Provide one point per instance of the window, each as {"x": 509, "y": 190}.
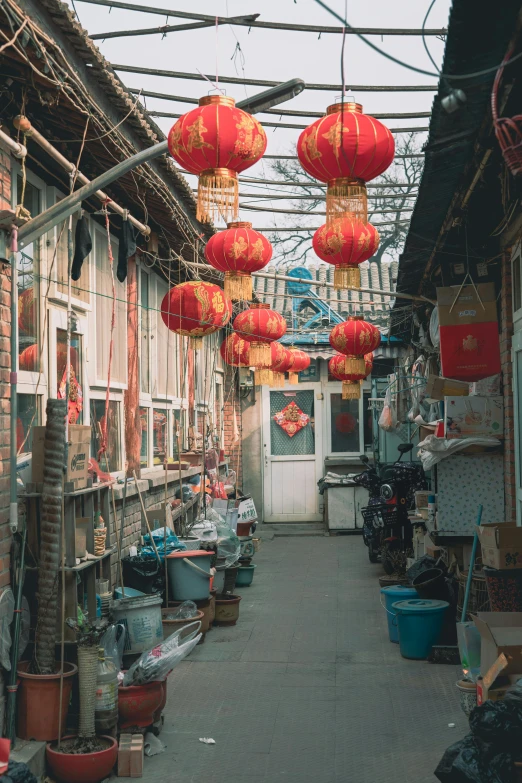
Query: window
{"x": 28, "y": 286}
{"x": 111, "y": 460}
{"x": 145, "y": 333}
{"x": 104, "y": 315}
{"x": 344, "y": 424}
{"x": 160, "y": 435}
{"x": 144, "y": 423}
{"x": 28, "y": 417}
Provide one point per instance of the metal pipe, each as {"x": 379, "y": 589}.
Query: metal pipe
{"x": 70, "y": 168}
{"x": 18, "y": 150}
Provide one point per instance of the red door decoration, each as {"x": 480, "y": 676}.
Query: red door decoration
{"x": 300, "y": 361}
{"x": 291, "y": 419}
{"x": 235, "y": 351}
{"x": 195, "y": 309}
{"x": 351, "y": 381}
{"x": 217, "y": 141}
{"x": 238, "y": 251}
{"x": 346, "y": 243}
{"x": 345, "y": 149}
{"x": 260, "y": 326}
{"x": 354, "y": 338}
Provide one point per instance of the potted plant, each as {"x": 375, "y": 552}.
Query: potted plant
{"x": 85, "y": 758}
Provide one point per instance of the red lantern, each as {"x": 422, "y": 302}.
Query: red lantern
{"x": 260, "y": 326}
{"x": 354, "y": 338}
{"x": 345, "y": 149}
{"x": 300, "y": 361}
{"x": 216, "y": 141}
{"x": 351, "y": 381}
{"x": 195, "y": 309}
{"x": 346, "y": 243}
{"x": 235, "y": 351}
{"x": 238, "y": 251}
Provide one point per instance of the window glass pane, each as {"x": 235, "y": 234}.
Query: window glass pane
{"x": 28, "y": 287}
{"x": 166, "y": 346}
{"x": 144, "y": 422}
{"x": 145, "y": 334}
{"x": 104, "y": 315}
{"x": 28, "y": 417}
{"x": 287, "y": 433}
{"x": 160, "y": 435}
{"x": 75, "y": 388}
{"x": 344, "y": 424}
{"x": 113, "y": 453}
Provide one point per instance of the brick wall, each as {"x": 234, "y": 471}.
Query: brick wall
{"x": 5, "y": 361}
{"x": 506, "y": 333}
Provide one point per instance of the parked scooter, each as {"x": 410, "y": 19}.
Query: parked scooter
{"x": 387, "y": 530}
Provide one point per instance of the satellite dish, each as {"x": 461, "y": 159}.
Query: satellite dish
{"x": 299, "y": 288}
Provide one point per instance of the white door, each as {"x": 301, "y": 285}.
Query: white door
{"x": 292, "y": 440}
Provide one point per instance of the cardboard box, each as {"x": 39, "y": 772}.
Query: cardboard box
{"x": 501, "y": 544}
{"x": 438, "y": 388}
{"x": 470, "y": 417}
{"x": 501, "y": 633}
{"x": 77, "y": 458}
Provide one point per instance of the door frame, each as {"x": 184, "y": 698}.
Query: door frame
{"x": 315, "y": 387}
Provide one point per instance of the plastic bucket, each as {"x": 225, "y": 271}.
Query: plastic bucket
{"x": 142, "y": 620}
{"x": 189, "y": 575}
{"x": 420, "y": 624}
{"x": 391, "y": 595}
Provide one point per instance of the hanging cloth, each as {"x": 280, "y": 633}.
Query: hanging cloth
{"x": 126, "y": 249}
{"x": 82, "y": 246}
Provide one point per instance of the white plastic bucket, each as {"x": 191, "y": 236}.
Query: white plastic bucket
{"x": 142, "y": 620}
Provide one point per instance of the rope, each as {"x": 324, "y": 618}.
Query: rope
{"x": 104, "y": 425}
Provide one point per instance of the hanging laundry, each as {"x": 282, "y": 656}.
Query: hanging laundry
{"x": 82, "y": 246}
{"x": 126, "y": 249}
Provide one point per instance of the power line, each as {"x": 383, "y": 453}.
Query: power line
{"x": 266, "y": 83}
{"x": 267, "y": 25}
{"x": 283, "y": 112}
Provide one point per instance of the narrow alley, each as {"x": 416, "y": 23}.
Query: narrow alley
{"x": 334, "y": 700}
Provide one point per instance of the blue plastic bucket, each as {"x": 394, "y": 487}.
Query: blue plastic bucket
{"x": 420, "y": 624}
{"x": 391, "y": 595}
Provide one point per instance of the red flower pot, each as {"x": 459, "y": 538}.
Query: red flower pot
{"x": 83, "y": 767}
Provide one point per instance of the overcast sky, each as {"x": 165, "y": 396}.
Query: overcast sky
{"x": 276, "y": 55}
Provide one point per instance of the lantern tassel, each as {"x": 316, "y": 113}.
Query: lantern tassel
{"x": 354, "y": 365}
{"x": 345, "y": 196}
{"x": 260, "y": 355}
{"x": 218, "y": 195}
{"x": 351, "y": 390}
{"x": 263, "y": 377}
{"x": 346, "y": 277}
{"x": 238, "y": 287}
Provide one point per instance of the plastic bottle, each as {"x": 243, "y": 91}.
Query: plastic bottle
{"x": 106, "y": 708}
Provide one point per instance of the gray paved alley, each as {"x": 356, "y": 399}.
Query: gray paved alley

======

TRY IT — All entries should be given again exactly, except that pictures are to be excluded.

SOLUTION FOR THIS PROBLEM —
Provide one point per instance of the window, each as {"x": 509, "y": 190}.
Query: window
{"x": 28, "y": 286}
{"x": 111, "y": 460}
{"x": 145, "y": 333}
{"x": 104, "y": 315}
{"x": 344, "y": 424}
{"x": 160, "y": 435}
{"x": 144, "y": 423}
{"x": 28, "y": 417}
Provide one point per instance of the metal pipe, each as {"x": 379, "y": 589}.
Query: metal pipe
{"x": 70, "y": 168}
{"x": 18, "y": 150}
Provide one point per instance of the red door decoration, each as {"x": 480, "y": 676}.
Query: red door decoration
{"x": 300, "y": 361}
{"x": 291, "y": 419}
{"x": 235, "y": 351}
{"x": 195, "y": 309}
{"x": 351, "y": 381}
{"x": 217, "y": 141}
{"x": 238, "y": 251}
{"x": 346, "y": 243}
{"x": 345, "y": 149}
{"x": 260, "y": 326}
{"x": 354, "y": 338}
Provide one point per instance of the potted plant, each as {"x": 375, "y": 552}.
Query: potted plant
{"x": 85, "y": 758}
Provide one point per instance of the red lantern, each as {"x": 422, "y": 302}.
Query: red lantern
{"x": 260, "y": 326}
{"x": 354, "y": 338}
{"x": 345, "y": 149}
{"x": 300, "y": 361}
{"x": 216, "y": 141}
{"x": 351, "y": 381}
{"x": 195, "y": 309}
{"x": 346, "y": 243}
{"x": 235, "y": 351}
{"x": 238, "y": 251}
Provide one point per instance of the window glass pane, each as {"x": 235, "y": 234}.
Query: window glass pane
{"x": 28, "y": 287}
{"x": 166, "y": 346}
{"x": 144, "y": 422}
{"x": 145, "y": 334}
{"x": 104, "y": 315}
{"x": 28, "y": 417}
{"x": 287, "y": 433}
{"x": 160, "y": 435}
{"x": 75, "y": 388}
{"x": 344, "y": 424}
{"x": 113, "y": 453}
Provide one point per instance of the brick wall, each as {"x": 234, "y": 471}.
Query: brick wall
{"x": 5, "y": 361}
{"x": 506, "y": 333}
Provide one point per instance of the parked scooter, each as {"x": 410, "y": 19}.
Query: parked scooter
{"x": 387, "y": 530}
Provide one point per instance of the satellite dish, each as {"x": 461, "y": 159}.
Query: satellite dish
{"x": 299, "y": 288}
Provide one point per instance of the white door, each as {"x": 301, "y": 285}.
Query: white door
{"x": 292, "y": 440}
Provide one point per instance of the cardboard box, each as {"x": 39, "y": 772}.
Query: cardboard box
{"x": 501, "y": 544}
{"x": 438, "y": 388}
{"x": 470, "y": 417}
{"x": 501, "y": 633}
{"x": 77, "y": 458}
Provide one point per instance of the door frame, each as {"x": 184, "y": 698}.
Query: door frame
{"x": 315, "y": 387}
Provide one point per instance of the plastic bucket, each as {"x": 225, "y": 271}.
Query: plastic bucket
{"x": 142, "y": 620}
{"x": 189, "y": 575}
{"x": 420, "y": 624}
{"x": 391, "y": 595}
Provide one point per instance of the hanging cloth, each as {"x": 280, "y": 633}.
Query: hanging cloth
{"x": 126, "y": 249}
{"x": 82, "y": 246}
Provide one point per instance of the white plastic bucket, each as {"x": 191, "y": 236}.
Query: white plastic bucket
{"x": 142, "y": 620}
Provide one point per instance of the rope, each as {"x": 324, "y": 618}.
Query: rope
{"x": 104, "y": 425}
Provide one point per instance of the hanging laundry, each as {"x": 282, "y": 656}.
Query: hanging laundry
{"x": 82, "y": 246}
{"x": 126, "y": 249}
Provide one point per instance of the power line, each as {"x": 383, "y": 453}.
Query: power line
{"x": 266, "y": 83}
{"x": 267, "y": 25}
{"x": 283, "y": 112}
Provide one point per instance of the narrow alley, each as {"x": 416, "y": 23}.
Query: narrow alley
{"x": 334, "y": 700}
Provide one point per instance of the blue plastic bucket, each as {"x": 394, "y": 487}.
Query: blue plastic bucket
{"x": 420, "y": 624}
{"x": 391, "y": 595}
Provide one point per instance of the red flower pot, each as {"x": 459, "y": 538}.
Query: red flower pot
{"x": 83, "y": 767}
Provide one point per instance of the overcast sky, each as {"x": 165, "y": 396}.
Query: overcast sky
{"x": 276, "y": 55}
Provide one point per instance of the lantern tassel, each as {"x": 316, "y": 113}.
Query: lantern tassel
{"x": 354, "y": 365}
{"x": 345, "y": 196}
{"x": 260, "y": 355}
{"x": 218, "y": 195}
{"x": 351, "y": 390}
{"x": 263, "y": 377}
{"x": 346, "y": 277}
{"x": 238, "y": 287}
Provide one point per instance of the plastic bottle, each as {"x": 243, "y": 91}.
Query: plastic bottle
{"x": 106, "y": 708}
Provide one point per instance of the gray paved alley, each as {"x": 356, "y": 399}.
Query: gray paved alley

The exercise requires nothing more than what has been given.